▶ [STATED TASK 1]: Return every line of the rows that contains the string "shoreline", matching case exactly.
** begin SOURCE **
Brett Young is the debut studio album by American the country pop singer of the same name, and his fourth album overall. Young is a featured co-writer on 11 out of the 12 tracks on the album, which was produced by Dann Huff and recorded in Nashville. The album was released on February 10, 2017, through Big Machine Label Group. The album was produced by Dann Huff, known for working with crossover-friendly country pop acts like Rascal Flatts and Keith Urban.
** end SOURCE **
** begin GIVEN RECORDS **
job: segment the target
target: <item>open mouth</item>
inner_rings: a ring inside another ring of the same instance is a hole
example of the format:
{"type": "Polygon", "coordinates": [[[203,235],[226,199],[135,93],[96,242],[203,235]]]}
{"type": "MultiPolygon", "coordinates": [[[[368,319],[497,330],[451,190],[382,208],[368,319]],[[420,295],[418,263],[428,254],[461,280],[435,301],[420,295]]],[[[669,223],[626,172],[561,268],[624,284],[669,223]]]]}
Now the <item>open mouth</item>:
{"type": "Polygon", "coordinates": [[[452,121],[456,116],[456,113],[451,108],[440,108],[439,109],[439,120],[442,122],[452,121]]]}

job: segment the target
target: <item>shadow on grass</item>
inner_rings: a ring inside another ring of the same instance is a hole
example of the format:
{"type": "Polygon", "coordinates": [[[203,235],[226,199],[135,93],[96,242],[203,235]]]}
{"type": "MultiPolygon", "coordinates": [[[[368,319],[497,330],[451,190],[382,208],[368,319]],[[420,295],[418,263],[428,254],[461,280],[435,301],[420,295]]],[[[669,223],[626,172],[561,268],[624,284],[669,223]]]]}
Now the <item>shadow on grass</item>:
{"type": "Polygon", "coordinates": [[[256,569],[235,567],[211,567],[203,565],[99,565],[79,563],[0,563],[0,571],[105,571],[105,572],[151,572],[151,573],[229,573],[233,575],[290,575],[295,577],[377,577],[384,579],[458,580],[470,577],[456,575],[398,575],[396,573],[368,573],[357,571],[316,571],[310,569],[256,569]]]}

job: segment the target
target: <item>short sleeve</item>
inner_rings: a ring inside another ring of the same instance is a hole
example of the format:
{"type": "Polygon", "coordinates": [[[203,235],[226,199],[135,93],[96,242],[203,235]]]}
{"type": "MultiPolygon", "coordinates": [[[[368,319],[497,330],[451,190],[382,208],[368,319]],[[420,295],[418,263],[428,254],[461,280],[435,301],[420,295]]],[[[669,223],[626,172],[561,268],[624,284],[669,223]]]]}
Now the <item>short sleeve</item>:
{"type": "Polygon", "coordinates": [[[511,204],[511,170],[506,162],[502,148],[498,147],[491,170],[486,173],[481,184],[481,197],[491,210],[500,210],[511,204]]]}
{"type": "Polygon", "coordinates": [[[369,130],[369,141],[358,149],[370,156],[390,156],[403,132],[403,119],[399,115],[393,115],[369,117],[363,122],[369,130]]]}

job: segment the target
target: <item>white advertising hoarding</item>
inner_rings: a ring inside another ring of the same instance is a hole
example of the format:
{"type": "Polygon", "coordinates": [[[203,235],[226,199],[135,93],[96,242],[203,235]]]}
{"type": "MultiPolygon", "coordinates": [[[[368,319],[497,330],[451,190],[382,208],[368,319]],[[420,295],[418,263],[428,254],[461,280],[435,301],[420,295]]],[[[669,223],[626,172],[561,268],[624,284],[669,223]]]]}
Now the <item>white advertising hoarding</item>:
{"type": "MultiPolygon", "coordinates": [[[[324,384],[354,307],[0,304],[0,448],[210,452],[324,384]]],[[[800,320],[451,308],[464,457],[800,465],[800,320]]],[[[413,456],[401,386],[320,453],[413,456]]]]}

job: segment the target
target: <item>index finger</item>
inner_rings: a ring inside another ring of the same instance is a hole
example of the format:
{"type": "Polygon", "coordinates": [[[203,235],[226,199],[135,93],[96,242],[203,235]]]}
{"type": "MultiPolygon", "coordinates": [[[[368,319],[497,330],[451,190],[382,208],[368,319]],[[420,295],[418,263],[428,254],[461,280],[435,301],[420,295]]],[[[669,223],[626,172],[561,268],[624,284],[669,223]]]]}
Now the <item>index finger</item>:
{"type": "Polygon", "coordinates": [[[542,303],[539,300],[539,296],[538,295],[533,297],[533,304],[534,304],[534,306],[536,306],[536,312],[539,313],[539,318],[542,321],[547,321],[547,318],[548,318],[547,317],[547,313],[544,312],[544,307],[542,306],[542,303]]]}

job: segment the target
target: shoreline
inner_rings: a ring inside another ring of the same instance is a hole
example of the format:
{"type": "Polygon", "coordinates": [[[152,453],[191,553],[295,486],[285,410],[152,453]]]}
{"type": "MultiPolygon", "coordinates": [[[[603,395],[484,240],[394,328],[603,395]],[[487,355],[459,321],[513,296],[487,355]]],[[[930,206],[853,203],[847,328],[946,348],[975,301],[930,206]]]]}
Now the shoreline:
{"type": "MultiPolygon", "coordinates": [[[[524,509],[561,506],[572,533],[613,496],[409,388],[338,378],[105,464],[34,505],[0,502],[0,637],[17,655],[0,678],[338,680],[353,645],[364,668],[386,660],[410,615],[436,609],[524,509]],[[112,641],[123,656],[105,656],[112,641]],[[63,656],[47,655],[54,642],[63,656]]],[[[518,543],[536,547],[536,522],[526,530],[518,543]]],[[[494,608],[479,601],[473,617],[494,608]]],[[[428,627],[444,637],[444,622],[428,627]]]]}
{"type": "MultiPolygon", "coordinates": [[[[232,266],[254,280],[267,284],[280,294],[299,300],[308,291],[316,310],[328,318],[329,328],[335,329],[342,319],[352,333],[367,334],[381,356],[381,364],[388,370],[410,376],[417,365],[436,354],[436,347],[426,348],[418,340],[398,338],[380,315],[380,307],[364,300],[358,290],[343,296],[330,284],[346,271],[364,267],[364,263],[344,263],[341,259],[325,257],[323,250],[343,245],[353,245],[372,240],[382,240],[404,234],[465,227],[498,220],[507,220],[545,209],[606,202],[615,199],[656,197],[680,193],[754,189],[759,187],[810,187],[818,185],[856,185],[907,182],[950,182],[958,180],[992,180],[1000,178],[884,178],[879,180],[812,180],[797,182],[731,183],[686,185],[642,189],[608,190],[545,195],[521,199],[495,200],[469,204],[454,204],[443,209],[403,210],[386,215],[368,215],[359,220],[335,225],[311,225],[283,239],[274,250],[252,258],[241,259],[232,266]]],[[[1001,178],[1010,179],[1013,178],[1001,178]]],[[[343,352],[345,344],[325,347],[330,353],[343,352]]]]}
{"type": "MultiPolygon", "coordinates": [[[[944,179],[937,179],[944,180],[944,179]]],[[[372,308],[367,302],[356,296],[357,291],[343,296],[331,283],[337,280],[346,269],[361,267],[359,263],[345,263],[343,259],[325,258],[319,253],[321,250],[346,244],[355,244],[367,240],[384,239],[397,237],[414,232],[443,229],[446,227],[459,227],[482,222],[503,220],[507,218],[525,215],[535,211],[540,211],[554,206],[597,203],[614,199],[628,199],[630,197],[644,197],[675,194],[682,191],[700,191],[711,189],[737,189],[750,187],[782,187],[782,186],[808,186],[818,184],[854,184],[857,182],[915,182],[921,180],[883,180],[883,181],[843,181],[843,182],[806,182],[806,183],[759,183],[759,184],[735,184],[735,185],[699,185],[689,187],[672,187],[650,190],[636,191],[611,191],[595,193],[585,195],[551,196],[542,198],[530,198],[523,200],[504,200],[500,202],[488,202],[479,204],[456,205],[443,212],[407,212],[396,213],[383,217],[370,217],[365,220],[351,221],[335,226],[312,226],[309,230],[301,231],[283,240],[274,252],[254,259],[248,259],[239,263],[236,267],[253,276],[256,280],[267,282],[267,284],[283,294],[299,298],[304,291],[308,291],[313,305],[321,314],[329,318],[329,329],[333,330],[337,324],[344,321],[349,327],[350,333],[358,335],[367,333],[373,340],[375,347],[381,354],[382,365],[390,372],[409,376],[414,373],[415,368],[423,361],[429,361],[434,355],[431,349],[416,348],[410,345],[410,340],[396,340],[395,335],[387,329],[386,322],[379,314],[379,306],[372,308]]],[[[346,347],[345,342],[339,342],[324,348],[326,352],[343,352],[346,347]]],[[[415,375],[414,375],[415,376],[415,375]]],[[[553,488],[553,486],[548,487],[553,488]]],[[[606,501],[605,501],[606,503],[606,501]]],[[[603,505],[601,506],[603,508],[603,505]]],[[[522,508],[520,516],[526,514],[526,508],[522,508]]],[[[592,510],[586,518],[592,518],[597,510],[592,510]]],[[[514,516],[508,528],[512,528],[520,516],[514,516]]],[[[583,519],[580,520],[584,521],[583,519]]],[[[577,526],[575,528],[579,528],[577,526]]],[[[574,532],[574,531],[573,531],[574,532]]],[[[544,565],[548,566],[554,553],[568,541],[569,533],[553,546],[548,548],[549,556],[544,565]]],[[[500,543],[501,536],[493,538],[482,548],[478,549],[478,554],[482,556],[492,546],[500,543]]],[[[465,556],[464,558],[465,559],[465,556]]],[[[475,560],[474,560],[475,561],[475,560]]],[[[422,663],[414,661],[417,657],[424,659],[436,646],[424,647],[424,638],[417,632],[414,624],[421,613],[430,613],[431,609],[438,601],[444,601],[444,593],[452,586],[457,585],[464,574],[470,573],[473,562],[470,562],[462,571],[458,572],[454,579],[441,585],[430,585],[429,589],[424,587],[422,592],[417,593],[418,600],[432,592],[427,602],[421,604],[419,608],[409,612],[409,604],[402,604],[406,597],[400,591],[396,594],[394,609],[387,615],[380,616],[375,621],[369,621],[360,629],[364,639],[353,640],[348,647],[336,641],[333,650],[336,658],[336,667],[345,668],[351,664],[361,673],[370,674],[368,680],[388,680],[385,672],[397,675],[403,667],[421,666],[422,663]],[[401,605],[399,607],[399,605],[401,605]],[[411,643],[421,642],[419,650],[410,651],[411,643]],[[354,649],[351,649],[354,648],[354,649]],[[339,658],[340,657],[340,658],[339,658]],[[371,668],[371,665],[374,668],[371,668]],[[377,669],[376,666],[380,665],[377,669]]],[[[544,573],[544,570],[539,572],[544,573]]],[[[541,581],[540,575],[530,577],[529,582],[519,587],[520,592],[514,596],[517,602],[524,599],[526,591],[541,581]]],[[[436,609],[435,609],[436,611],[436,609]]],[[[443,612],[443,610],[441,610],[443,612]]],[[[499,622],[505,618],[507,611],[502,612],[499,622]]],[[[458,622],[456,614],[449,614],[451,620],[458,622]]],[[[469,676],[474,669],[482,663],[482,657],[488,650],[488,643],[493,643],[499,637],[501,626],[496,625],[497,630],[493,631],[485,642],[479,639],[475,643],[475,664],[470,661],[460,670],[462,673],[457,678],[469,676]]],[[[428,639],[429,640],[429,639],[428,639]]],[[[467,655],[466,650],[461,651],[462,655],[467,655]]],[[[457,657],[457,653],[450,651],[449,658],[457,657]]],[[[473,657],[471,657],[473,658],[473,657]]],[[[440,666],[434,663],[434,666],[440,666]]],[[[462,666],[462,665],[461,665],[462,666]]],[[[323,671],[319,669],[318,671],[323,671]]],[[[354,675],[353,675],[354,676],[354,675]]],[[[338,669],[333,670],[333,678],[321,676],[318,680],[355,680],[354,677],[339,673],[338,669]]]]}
** end GIVEN RECORDS **
▶ [STATED TASK 2]: From the album text, restate word for word the passage between "Brett Young is" and "and Keith Urban.", inclusive.

▶ [REPLY 1]:
target: shoreline
Now the shoreline:

▶ [REPLY 2]:
Brett Young is the debut studio album by American the country pop singer of the same name, and his fourth album overall. Young is a featured co-writer on 11 out of the 12 tracks on the album, which was produced by Dann Huff and recorded in Nashville. The album was released on February 10, 2017, through Big Machine Label Group. The album was produced by Dann Huff, known for working with crossover-friendly country pop acts like Rascal Flatts and Keith Urban.